[Work required]: Output, unchanged, the stretch of rows below from the line containing "Detect background green" through the line containing "[[0, 532, 403, 599]]", including both of those lines.

## Start Material for this task

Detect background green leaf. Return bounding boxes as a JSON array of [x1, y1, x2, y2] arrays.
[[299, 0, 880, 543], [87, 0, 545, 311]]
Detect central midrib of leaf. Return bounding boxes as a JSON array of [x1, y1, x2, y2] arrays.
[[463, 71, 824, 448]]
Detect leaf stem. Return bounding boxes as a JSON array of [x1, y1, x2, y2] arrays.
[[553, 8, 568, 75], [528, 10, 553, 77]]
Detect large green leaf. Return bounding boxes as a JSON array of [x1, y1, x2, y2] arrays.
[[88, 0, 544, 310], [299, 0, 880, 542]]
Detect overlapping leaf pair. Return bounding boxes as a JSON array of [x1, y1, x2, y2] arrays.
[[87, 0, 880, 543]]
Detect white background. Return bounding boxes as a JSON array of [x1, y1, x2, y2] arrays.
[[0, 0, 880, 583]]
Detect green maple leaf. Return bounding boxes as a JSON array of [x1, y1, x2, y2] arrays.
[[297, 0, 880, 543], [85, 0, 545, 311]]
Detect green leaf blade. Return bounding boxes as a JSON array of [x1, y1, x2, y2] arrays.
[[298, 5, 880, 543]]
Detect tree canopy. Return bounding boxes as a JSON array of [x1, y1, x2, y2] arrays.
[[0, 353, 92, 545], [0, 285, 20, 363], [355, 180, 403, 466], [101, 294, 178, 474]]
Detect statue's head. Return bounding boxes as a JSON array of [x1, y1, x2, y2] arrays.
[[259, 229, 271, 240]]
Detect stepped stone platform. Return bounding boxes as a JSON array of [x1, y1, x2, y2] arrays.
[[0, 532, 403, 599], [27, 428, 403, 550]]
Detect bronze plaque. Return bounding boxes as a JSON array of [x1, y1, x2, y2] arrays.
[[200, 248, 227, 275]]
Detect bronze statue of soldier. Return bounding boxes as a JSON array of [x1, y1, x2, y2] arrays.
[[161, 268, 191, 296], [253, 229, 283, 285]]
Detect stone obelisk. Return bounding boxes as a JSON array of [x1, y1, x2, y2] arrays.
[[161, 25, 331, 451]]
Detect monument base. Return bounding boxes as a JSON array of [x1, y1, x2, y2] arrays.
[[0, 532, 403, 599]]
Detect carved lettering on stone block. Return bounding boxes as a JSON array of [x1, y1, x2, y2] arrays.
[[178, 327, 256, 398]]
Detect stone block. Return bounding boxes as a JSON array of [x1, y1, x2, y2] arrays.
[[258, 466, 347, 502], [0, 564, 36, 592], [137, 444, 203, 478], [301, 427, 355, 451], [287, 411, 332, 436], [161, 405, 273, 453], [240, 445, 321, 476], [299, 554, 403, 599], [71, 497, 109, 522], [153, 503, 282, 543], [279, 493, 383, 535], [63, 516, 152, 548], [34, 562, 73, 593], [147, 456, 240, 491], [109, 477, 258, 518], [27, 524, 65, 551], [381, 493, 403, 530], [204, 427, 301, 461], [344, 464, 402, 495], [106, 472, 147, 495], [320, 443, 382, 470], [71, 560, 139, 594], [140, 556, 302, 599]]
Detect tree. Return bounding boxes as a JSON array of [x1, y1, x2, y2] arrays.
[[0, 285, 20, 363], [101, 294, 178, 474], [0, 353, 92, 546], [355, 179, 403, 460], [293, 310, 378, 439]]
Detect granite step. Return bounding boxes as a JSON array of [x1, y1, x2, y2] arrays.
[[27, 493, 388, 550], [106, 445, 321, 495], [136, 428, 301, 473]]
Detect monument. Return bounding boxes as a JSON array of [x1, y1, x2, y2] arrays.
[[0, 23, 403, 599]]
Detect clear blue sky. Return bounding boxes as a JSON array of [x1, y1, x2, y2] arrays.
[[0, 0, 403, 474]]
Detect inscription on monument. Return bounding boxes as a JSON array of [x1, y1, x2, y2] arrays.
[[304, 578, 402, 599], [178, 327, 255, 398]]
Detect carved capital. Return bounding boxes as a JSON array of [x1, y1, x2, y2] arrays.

## End Material for this task
## Start Material for this task

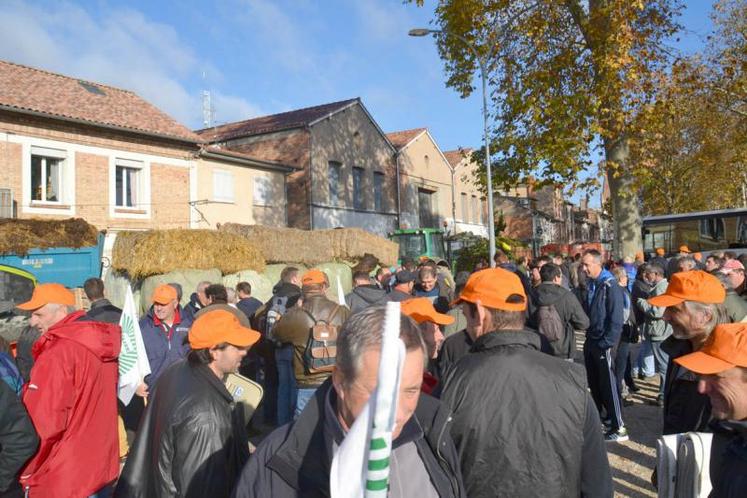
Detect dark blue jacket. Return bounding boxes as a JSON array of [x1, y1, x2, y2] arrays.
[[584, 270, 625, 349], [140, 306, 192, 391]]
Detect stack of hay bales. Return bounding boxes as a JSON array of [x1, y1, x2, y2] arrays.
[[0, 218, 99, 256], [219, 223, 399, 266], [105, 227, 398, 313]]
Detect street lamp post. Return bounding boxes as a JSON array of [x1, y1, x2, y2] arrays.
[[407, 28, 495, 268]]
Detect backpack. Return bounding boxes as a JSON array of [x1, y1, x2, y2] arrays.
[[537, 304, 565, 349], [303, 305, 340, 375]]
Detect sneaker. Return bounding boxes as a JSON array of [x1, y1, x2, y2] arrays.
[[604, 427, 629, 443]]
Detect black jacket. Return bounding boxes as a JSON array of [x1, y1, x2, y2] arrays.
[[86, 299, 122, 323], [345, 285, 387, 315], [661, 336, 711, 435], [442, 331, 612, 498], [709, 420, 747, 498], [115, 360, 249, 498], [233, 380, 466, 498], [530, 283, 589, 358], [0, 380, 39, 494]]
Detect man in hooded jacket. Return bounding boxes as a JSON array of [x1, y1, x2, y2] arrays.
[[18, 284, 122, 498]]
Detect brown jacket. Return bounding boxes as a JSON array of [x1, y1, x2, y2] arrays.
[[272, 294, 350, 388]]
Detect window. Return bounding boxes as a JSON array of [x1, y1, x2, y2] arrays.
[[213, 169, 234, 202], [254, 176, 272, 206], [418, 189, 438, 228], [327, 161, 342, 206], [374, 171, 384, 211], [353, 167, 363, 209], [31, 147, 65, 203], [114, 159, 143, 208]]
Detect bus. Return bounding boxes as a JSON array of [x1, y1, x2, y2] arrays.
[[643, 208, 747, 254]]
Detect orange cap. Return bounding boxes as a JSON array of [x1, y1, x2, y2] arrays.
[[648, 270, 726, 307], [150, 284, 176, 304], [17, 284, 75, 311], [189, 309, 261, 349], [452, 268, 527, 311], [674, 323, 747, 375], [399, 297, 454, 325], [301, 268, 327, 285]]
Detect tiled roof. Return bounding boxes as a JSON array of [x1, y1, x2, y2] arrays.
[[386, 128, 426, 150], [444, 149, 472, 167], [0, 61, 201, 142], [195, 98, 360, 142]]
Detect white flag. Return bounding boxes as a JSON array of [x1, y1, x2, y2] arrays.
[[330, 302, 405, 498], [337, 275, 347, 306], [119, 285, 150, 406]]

## End Material for this task

[Solution to the exercise]:
Detect background green leaf. Return bounding boxes as a JSON array of [x1, y1, x2, y2] arrays.
[[299, 0, 880, 543], [87, 0, 545, 311]]
Detect central midrib of leaf. Return bounding boxes as a JSON array of [x1, y1, x2, y2] arrays.
[[463, 71, 824, 448]]
Detect leaf stem. Return bounding boxes as a JSON array of [x1, y1, x2, y2] arrays.
[[553, 8, 568, 75], [528, 10, 553, 77]]
Detect large green leaf. Return bounding boxes as a JSON array of [x1, y1, x2, y2] arrays.
[[88, 0, 544, 310], [299, 0, 880, 542]]
Detect overlapping leaf pair. Return bounding boxes as a JSON array of [x1, y1, x2, y2] arrays.
[[87, 0, 880, 543]]
Detect white background. Return bounding boxes as a JSON array of [x1, y1, x2, y2] arrays.
[[0, 0, 880, 583]]
Detect green maple leaf. Return bounding boxes as a JSON array of [x1, y1, x2, y2] arrays.
[[297, 0, 880, 543], [85, 0, 545, 311]]
Detect green leaf blade. Return bounding boxes as a JSON array of [x1, y1, x2, y2] arrays.
[[298, 5, 880, 543]]
Detect tree canopy. Return bounding boxes as a JSON array of [x1, y1, x2, y2] arrays.
[[0, 353, 92, 545], [0, 285, 20, 363], [355, 180, 403, 466], [101, 294, 178, 474]]
Detect statue's head. Return bounding boxes as a JSON array of [x1, y1, x2, y2] arrays.
[[259, 229, 271, 240]]
Detect stepped stone platform. Return bounding boxes as a JSON array of [x1, y1, x2, y2] arrays.
[[0, 532, 403, 599], [27, 428, 403, 550]]
Detect bronze plaque. Return bounding boxes as a JSON array of [x1, y1, x2, y2] arrays.
[[200, 248, 227, 275]]
Detect bronze statue of soldier. Return bounding boxes as a JSON array of [x1, y1, x2, y2] arrays.
[[161, 268, 191, 296], [253, 229, 283, 285]]
Detect stone obelisk. Return bounding boxes as a JSON array of [x1, y1, x2, y2] arrays.
[[161, 25, 331, 451]]
Detect monument base. Return bounding boxes as a JSON array of [x1, y1, x2, y2] arrays.
[[0, 532, 403, 599]]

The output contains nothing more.